TEXT SECTION:

Child: Oliver, 4 and 1/2 months
Expectations of Motherhood: I think I had fairly realisitic expectations of motherhood, having seen so many friends and family go through it. I had prepared myself for a big lifestyle change. I expected to be tired, worried about doing things wrong and permanently covered in sick. I tried to prepare myself mentally for what life would be like with a difficult baby, although I never got much further than thinking ‘please God don’t let me have a difficult baby’!

INFORMATION SHOWN:
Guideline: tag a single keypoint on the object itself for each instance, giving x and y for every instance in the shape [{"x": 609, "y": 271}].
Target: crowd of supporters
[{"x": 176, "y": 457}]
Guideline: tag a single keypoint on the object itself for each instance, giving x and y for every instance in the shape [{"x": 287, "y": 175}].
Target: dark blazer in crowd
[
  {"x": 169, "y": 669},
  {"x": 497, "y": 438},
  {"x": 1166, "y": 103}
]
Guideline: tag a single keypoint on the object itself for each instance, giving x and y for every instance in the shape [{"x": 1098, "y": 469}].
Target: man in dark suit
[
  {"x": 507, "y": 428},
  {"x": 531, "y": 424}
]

EXERCISE DIRECTIONS: Rewrite everything in the motherhood text from "Child: Oliver, 4" down to "a difficult baby’!", swapping "baby" for "infant".

ANSWER SPACE:
Child: Oliver, 4 and 1/2 months
Expectations of Motherhood: I think I had fairly realisitic expectations of motherhood, having seen so many friends and family go through it. I had prepared myself for a big lifestyle change. I expected to be tired, worried about doing things wrong and permanently covered in sick. I tried to prepare myself mentally for what life would be like with a difficult infant, although I never got much further than thinking ‘please God don’t let me have a difficult infant’!